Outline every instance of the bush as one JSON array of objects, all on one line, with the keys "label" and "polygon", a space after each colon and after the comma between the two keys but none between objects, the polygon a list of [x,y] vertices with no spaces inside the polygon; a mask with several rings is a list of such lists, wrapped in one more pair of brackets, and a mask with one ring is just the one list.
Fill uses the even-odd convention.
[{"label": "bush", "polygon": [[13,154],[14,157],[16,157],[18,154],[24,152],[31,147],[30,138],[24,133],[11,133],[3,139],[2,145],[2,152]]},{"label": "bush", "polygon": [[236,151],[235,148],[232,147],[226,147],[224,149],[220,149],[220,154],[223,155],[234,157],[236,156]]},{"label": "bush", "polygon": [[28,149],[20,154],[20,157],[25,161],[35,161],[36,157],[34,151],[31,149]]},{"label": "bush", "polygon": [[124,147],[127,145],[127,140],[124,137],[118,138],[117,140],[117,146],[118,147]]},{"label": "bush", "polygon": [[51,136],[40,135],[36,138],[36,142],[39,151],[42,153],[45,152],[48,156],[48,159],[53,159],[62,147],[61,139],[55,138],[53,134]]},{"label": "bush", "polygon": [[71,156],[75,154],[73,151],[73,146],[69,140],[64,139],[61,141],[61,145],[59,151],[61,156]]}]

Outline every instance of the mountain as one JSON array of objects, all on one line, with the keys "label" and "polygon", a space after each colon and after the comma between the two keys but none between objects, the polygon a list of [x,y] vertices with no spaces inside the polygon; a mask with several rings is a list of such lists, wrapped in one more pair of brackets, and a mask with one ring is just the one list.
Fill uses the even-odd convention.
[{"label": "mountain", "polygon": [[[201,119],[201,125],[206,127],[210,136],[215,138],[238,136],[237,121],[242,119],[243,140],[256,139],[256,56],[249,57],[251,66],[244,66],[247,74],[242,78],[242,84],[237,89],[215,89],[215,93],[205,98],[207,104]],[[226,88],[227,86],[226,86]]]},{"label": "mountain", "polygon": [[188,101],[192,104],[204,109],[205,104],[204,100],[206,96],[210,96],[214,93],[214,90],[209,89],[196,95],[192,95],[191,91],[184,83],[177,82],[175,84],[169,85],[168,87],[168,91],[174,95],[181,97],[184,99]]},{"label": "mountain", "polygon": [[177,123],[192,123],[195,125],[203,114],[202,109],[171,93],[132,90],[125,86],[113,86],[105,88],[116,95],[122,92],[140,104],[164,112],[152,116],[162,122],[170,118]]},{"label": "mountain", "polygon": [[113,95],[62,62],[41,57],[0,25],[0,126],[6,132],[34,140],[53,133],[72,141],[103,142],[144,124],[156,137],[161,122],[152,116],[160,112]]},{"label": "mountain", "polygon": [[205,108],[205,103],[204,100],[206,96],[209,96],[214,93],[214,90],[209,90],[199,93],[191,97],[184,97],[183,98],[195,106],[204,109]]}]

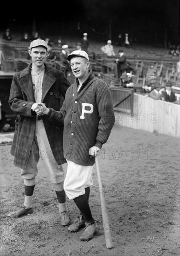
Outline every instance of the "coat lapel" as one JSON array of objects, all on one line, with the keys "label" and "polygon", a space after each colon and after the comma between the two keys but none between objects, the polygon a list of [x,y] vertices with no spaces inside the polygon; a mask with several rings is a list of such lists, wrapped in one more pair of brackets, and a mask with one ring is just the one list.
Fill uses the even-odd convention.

**Work to be completed:**
Transcribe the listing above exactly, line for line, omitting the pictures.

**Exercise output:**
Outline every instance of the bush as one JSON array of objects, all on one line, with the keys "label" and "polygon", a space after each colon and after the comma between the two keys but none between objects, the polygon a list of [x,y] vertices with no spaces inside the polygon; a mask with several rings is a list of such lists, wrapped in one more pair of brackets, and a mask with one ring is just the one list.
Fill uses the even-odd convention.
[{"label": "bush", "polygon": [[13,154],[14,157],[16,157],[18,154],[24,152],[31,147],[30,138],[24,133],[11,133],[3,139],[2,145],[2,152]]},{"label": "bush", "polygon": [[236,151],[235,148],[232,147],[226,147],[224,149],[220,149],[220,154],[223,155],[234,157],[236,156]]},{"label": "bush", "polygon": [[28,149],[20,154],[20,157],[25,161],[35,161],[36,157],[34,151],[31,149]]},{"label": "bush", "polygon": [[124,147],[127,145],[127,140],[124,137],[118,138],[117,140],[117,146],[118,147]]},{"label": "bush", "polygon": [[51,136],[40,135],[36,138],[36,142],[39,151],[42,153],[45,152],[48,156],[48,159],[53,159],[62,147],[61,139],[55,138],[53,134]]},{"label": "bush", "polygon": [[71,156],[75,154],[73,151],[73,146],[69,140],[64,139],[61,141],[61,145],[59,151],[61,156]]}]

Outline every instance of the mountain as one JSON array of objects, all on one line, with the keys "label" and "polygon", a space after each colon and after the comma between the two keys but none between objects, the polygon a list of [x,y] vertices with no spaces inside the polygon; a mask with several rings is a list of such lists, wrapped in one more pair of brackets, and a mask with one ring is just the one list.
Fill uses the even-odd convention.
[{"label": "mountain", "polygon": [[[201,119],[201,125],[206,127],[210,136],[215,138],[238,136],[237,121],[242,119],[243,140],[256,139],[256,56],[249,57],[251,66],[244,66],[247,74],[242,78],[242,84],[237,89],[215,89],[215,93],[205,98],[207,104]],[[226,88],[227,86],[226,86]]]},{"label": "mountain", "polygon": [[188,101],[192,104],[204,109],[205,104],[204,100],[206,96],[210,96],[214,93],[214,90],[209,89],[196,95],[192,95],[191,91],[184,83],[177,82],[175,84],[169,85],[168,87],[168,91],[174,95],[181,97],[184,99]]},{"label": "mountain", "polygon": [[177,123],[192,123],[195,125],[203,114],[202,109],[171,93],[132,90],[125,86],[113,86],[105,88],[116,95],[122,92],[140,104],[164,112],[152,116],[162,122],[170,118]]},{"label": "mountain", "polygon": [[113,95],[62,62],[41,57],[0,25],[0,126],[6,132],[34,140],[53,133],[72,141],[103,142],[144,124],[156,137],[161,122],[152,116],[160,112]]},{"label": "mountain", "polygon": [[205,108],[205,103],[204,100],[206,96],[209,96],[214,93],[214,90],[209,90],[199,93],[191,97],[184,97],[183,98],[195,106],[204,109]]}]

Outline every instance of the "coat lapel" as one JSON array of objects, all on one line, with the keys "label" and "polygon", a space after each colon and after the comma between the two keys but none between objects, the polygon a list of [x,y] vertices with no spaces inside the polygon; a mask with several rings is a list of such lists, wrapped in one more pair of brackets, and a mask with one ring is just the one list.
Fill uses the even-odd convention.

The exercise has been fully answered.